- _To do_:
Pick up the article about traffic jams on Queen's Road after its last sentence and carry it on.

- _Text section_:
•••
Chaos in spite of bus bays

Traffic Jam

Chaos in spite of  bus bays

The Queen’s Road, unlike its name, is no royal affair! Traffic jams, lack of lane discipline and road rage are the order of the day here. 

This important road connects people from the North like Hebbal and RT Nagar and those from the East like Fraser Town and Kammanahalli to the central parts of the City. For many, especially those travelling by the bus, this road is the only choice to reach the centre of the City. 

During the peak hours, one can see bumper-to-bumper traffic here especially between CSI Hospital and Indian Express signal. This is despite there being separate bays for the bus. 

According to most commuters, the traffic springs about because most buses don’t stick to their lanes. Sanjay Stevens, a student of St Joseph’s College of Commerce who travels between Lingarajpuram and Brigade Road, has to take this route on a daily basis.
•••
- _Data section_:

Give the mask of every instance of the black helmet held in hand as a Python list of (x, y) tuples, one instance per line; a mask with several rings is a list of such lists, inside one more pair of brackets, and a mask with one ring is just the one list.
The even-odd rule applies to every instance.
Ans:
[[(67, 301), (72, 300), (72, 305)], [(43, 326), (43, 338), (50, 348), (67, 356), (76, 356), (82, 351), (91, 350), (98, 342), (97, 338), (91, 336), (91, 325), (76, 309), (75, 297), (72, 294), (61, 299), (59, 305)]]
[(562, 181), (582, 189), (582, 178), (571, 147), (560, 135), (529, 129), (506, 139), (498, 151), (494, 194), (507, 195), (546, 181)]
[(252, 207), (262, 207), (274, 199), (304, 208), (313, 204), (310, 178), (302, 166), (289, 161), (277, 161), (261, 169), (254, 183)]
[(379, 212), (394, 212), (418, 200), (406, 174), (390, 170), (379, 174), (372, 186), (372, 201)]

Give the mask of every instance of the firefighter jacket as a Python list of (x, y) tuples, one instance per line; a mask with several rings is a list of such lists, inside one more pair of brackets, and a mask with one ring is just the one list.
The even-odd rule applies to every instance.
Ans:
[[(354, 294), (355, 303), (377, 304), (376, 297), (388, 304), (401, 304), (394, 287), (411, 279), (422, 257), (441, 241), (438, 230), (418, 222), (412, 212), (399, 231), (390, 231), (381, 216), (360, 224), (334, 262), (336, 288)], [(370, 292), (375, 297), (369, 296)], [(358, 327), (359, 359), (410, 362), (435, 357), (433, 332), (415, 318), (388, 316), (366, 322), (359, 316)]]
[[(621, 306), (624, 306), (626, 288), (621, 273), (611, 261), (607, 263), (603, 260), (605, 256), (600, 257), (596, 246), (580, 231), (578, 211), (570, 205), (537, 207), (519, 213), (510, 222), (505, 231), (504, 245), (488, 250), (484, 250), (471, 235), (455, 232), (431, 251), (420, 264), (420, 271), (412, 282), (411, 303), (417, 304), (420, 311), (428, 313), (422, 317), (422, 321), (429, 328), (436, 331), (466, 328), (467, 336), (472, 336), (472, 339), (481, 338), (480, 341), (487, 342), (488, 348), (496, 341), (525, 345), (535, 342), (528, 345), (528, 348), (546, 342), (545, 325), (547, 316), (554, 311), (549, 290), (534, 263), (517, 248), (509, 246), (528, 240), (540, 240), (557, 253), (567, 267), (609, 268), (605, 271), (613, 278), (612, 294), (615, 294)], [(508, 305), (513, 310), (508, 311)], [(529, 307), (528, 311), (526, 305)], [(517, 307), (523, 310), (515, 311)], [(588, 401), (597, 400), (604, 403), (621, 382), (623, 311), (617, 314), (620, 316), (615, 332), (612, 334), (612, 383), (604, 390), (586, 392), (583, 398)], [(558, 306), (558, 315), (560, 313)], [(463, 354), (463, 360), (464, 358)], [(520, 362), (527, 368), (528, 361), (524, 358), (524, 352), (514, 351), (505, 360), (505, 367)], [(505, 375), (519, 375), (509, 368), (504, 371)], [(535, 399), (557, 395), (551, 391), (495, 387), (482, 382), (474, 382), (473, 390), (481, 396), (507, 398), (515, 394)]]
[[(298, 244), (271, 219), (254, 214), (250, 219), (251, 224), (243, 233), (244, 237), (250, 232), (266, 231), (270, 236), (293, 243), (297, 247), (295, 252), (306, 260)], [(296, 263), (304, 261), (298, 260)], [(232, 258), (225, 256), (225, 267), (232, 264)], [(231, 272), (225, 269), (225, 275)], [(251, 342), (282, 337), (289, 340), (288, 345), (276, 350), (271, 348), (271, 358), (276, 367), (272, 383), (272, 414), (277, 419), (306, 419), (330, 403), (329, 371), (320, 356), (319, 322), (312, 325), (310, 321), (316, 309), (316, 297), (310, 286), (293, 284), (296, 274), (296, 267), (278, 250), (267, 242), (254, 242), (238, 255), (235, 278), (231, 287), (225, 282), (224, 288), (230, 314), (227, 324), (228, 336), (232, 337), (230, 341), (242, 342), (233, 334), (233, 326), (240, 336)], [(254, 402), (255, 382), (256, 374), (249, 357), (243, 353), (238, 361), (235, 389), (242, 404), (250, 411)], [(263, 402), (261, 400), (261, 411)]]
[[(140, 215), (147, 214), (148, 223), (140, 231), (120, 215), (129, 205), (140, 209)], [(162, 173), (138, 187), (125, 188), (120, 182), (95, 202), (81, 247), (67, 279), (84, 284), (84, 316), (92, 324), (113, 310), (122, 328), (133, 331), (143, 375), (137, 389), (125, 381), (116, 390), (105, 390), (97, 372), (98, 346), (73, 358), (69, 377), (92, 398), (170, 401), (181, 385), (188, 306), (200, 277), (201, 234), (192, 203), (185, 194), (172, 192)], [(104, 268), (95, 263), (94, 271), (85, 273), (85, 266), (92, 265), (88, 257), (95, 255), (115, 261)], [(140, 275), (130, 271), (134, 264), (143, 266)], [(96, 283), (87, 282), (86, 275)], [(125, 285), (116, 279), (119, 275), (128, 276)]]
•••
- _Reply to the task_:
“Though I reachCSI Hospital very fast, going from there to Shivajinagar takes really long especially in the mornings between 8 and 10 am. Sometimes, I go to college in the evenings for practice. Even between 6 and 7 pm, the traffic is really bad. The buses get jammed and when bikes and cars pass by, there is all the more confusion,” he says. 

Murugesh, an auto driver, feels that instead of sticking to the left, the buses come to the right. “Plus with the Tender SURE project happening on Cunningham Road, there is a total jam here during the rush hour. There is a school on the lane that adds to the traffic and an array of hotels on the left where many vehicles stop,” he complains.The BBMP authorities assure that once the Tender SURE work is completed, all the problems will end. 

“Most roads are dug up frequently for cable and water purposes. The main aim of this project is to make sure that road repairs aren’t done frequently. We will finish the work in a couple of months and there will be no work needed on these roads for many years post that. The roads under the project, including Cunningham Road, will become as beautiful as Vittal Mallya Road,” says M Lakshminarayana, Commissioner, BBMP. 

The buses that break the rules are booked for violations as well, informs B Dayananda, Additional Commissioner of Police (Traffic).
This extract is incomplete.